*What to do*:
Answer these questions using the passage below about early bacteriologists:
(a) Who shared the Nobel prize with Mechnikov?
(b) To which city was Chamberland sent to confront Koch?
(c) Under whom did Koch study for his doctorate?

*Extract provided*:
Mechnikov studied at Giessen with Leuckart, making important discoveries about cellular digestion, but Leuckart published the work as his own, and Mechnikov left for Göttingen. Travelling from Odessa to Paris to seek Pasteur’s advice, he was given a lifetime post at the Pasteur Institute. Lister was sympathetic to his phagocytic theories, while his close friend Roux (with whom he worked on the transmission and treatment of syphilis) and Ehrlich were colleagues in Paris; Ehrlich and he shared the Nobel prize for their immunological work. Koch was typically antagonistic to his theories, but they eventually became firm friends.
Pasteur liked his colleague Chamberland partly because they came from the same Jura stock. Working with Pasteur for over 20 years, he was responsible for several important developments in bacteriology and immunology, working for example with Roux on anthrax and rabies. He and Roux (as well as Duclaux) both worked closely with Pasteur, who insisted that the two also be honoured when he was awarded the Légion d’Honneur. Chamberland was sent to Vienna to confront Pasteur’s rival Koch, and made important contributions to laboratory technique as well as to scientific understanding.
Koch did crucial research on anthrax, tuberculosis, cholera and other diseases, and with his associates was responsible for major advances in laboratory technique. He studied for his doctorate under Henle; they developed an important set of postulates. Cohn helped him by publishing his paper on anthrax; the influential Virchow was however antagonised by his work on tuberculosis. Koch and Pasteur conducted an acrimonious dispute about vaccination, further fuelled by current Franco-German rivalries. Always difficult to work with, Ehrlich, Behring and Kitasato were among his eminent students (he and Behring eventually fell out).

Stored records

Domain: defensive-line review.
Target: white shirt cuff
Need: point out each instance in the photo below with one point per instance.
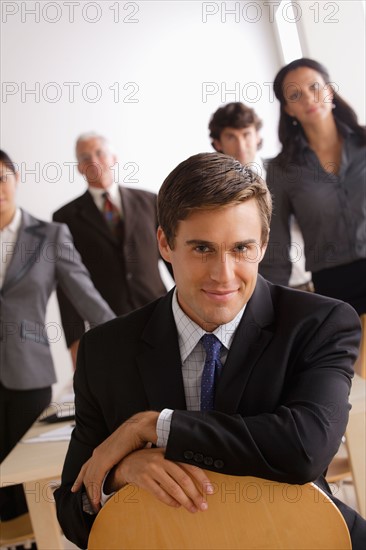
(103, 496)
(163, 427)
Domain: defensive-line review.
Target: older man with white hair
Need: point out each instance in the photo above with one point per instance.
(114, 229)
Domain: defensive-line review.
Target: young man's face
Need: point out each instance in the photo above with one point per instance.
(215, 261)
(95, 162)
(240, 143)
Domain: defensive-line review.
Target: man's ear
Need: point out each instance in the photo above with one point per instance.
(217, 145)
(164, 247)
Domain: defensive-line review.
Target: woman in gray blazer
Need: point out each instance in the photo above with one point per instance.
(35, 257)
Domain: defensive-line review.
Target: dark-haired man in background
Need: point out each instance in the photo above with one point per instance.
(235, 131)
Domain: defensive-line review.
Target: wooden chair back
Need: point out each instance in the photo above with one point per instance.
(360, 365)
(243, 513)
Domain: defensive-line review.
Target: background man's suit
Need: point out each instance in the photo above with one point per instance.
(281, 404)
(127, 274)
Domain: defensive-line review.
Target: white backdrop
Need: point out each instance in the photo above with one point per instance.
(146, 74)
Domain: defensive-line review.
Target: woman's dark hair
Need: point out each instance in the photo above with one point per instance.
(289, 135)
(5, 159)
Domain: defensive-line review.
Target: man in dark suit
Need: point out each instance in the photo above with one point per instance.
(123, 264)
(281, 372)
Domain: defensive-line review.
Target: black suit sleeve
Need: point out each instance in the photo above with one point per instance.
(296, 442)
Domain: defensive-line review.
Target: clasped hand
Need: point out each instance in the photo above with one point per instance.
(125, 456)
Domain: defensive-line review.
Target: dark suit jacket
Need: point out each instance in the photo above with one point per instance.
(43, 256)
(281, 404)
(127, 274)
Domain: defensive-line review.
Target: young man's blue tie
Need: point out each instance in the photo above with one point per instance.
(211, 370)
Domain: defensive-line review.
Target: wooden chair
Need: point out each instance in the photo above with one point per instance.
(244, 512)
(16, 531)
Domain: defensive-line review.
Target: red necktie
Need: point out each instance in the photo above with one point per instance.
(112, 216)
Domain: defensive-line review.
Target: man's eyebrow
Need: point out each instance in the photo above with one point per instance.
(200, 242)
(245, 241)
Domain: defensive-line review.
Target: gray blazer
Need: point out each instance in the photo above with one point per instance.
(44, 256)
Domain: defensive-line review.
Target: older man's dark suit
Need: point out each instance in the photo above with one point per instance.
(126, 274)
(281, 404)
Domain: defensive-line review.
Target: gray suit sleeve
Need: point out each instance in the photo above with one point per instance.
(74, 280)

*Response below*:
(a) Ehrlich
(b) Vienna
(c) Henle